DATA SUPPLIED.

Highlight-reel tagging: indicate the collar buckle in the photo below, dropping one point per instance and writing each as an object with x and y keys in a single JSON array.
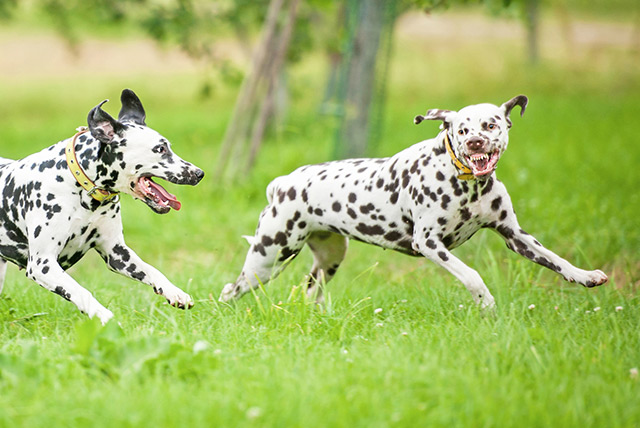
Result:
[
  {"x": 100, "y": 195},
  {"x": 467, "y": 173}
]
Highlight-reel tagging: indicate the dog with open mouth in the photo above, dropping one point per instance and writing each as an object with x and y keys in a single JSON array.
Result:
[
  {"x": 61, "y": 202},
  {"x": 424, "y": 201}
]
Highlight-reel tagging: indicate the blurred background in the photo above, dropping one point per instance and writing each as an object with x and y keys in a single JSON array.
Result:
[{"x": 250, "y": 90}]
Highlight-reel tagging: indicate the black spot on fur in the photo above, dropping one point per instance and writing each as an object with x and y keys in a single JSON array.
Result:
[
  {"x": 495, "y": 204},
  {"x": 369, "y": 230}
]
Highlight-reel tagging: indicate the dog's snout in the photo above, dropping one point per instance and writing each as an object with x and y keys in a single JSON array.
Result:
[{"x": 475, "y": 143}]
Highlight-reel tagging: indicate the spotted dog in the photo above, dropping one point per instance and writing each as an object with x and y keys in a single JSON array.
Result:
[
  {"x": 61, "y": 202},
  {"x": 424, "y": 201}
]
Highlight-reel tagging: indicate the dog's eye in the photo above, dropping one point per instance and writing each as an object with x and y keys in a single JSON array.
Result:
[{"x": 160, "y": 148}]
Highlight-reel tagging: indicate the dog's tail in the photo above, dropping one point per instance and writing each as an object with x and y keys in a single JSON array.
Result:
[{"x": 271, "y": 189}]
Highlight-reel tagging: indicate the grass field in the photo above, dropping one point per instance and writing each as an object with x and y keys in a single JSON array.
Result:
[{"x": 553, "y": 354}]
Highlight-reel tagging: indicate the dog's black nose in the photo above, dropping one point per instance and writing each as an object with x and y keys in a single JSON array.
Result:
[{"x": 475, "y": 143}]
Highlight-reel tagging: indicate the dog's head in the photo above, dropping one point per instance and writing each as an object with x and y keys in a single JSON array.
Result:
[
  {"x": 131, "y": 154},
  {"x": 479, "y": 134}
]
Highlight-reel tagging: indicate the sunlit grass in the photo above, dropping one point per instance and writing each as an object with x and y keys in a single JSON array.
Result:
[{"x": 399, "y": 342}]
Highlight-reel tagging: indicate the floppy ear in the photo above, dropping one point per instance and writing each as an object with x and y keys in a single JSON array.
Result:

TO BE DONE. Without including any pictures, print each record exactly.

ANSWER BELOW.
Highlight-reel tagging: indicate the collar buckle in the photo below, dropping one point per instance and writing each as an object with x and y keys in a single JSON array.
Result:
[
  {"x": 100, "y": 195},
  {"x": 467, "y": 173}
]
Highlight-reel tagging: indicate the dog with open mouth in the photo above, dropping one point per instance and writing each as an object with x and y keys in a single JSON array.
Result:
[
  {"x": 61, "y": 202},
  {"x": 424, "y": 201}
]
Highlight-reel tagging: indicate the blurred background in the photo above, dropping one point per instance and writing each as an object with x and y keys in a single JSON array.
Result:
[{"x": 250, "y": 90}]
Highlight-reel tagging: indicate the black spot on fur in the photo above, dropping one point per instance and writing each as an object with x and y keys in a single JSON array.
Result:
[
  {"x": 495, "y": 204},
  {"x": 369, "y": 230}
]
Highlight-reel tagging: indicate the dog's snout in the photo above, dropping one point per instance and writing each as an object with x and y keys in a single JSON array.
Result:
[{"x": 475, "y": 143}]
Highlight-reel tagging: indicate the spotted dog in the photo above, dropping one point per instance and writing each as an object with x and y keys in a single JSON array.
Result:
[
  {"x": 61, "y": 202},
  {"x": 424, "y": 201}
]
Highlight-reel tagging: indicate the dog's eye in the photo above, dropping one point per instance and writing each as an object with x and y keys in a single JSON array.
Result:
[{"x": 160, "y": 148}]
Highlight-reel tagging: indicate the dog's tail in the photo above, dropping one point per instance and writing each as an object with x and y keys in a single JSON array.
Result:
[{"x": 271, "y": 189}]
Highlight-reel tagging: indicate the grass field in the photo above, dropping one point per instance and writing each as an object with x and y keys in a single JSON array.
Result:
[{"x": 553, "y": 354}]
Highlight-reel tagging: indicate the dog's black nose in the photo above, dropping one point per instance and writing each as an object with x and y keys in a single JSON array.
Result:
[{"x": 475, "y": 143}]
Highlight-reel tagging: indicate the dog's head in the photo above, dropping one point per instance and writing each as an object with x and y keys in a single JSON array.
Result:
[
  {"x": 131, "y": 154},
  {"x": 479, "y": 134}
]
Highlight-reel tagging: indicate the sunlit grass in the photo above, dropping one point per instance and writing each as an object with x and y keys in a single JSON array.
Result:
[{"x": 399, "y": 342}]
Highlight-reel tagging: indicate the floppy ear in the photo above, dropping one point per instance and writing each as an object with x and y keys in a single JSON array.
Result:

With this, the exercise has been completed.